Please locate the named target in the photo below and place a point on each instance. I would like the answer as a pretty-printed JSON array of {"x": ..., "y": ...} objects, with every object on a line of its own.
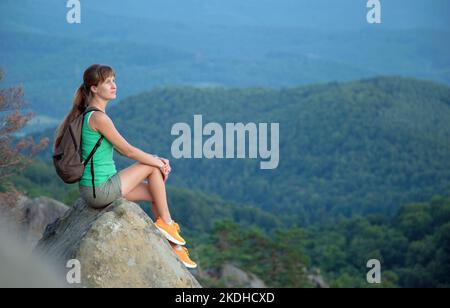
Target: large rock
[
  {"x": 28, "y": 217},
  {"x": 116, "y": 247}
]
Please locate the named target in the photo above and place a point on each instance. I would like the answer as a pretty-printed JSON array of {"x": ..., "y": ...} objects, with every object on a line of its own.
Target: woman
[{"x": 142, "y": 181}]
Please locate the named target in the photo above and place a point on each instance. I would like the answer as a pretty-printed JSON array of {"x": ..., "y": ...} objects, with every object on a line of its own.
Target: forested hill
[{"x": 359, "y": 147}]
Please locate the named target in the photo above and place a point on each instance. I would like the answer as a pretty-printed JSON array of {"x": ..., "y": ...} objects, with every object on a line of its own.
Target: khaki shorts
[{"x": 105, "y": 193}]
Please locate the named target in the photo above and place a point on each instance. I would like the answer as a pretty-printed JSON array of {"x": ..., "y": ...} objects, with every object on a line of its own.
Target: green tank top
[{"x": 104, "y": 166}]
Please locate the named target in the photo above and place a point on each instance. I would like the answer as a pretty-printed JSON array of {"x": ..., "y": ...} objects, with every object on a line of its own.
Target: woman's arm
[{"x": 101, "y": 122}]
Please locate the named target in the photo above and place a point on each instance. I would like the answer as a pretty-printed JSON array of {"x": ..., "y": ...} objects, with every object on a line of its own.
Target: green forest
[
  {"x": 363, "y": 174},
  {"x": 413, "y": 246}
]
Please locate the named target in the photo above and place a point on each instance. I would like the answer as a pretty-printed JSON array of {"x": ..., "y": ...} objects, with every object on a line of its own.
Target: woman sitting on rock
[{"x": 142, "y": 181}]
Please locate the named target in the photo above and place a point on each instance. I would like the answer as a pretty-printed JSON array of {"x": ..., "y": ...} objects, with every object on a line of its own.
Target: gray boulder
[{"x": 114, "y": 247}]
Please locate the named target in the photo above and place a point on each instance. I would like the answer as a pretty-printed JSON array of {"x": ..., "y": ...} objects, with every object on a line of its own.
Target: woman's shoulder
[{"x": 98, "y": 118}]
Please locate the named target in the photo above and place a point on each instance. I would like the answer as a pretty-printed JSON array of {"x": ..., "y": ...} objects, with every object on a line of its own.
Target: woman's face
[{"x": 107, "y": 89}]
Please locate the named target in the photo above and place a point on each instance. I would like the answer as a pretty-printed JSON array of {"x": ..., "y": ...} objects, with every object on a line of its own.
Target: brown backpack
[{"x": 67, "y": 157}]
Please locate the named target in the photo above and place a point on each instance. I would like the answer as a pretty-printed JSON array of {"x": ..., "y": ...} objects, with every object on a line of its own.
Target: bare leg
[
  {"x": 157, "y": 189},
  {"x": 134, "y": 188}
]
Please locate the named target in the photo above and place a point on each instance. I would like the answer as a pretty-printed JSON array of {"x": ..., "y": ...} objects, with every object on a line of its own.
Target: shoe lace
[{"x": 177, "y": 227}]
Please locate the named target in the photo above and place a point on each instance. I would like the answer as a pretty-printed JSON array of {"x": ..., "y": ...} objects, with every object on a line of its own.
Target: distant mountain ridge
[{"x": 345, "y": 148}]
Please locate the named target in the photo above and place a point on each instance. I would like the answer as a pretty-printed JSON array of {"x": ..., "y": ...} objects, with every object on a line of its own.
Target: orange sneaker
[
  {"x": 183, "y": 255},
  {"x": 171, "y": 232}
]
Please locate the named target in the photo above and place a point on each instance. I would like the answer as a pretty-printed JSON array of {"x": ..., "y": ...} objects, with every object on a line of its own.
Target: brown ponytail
[{"x": 93, "y": 75}]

Aim:
Pull out each line in the items above that contains the word "rock".

The solution:
Target: large rock
Target: woman sitting on rock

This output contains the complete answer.